_Exercise requirements_: Write out each of the rows below word for word, with no changes.

_Listed records_:
%%
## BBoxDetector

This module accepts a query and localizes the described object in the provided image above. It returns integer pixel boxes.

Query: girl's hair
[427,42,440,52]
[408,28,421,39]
%%
_Output_:
## BBoxDetector

This module accepts a query and localizes the described object in the provided image above. It returns integer pixel boxes.

Query: girl's hair
[427,42,440,52]
[408,28,421,39]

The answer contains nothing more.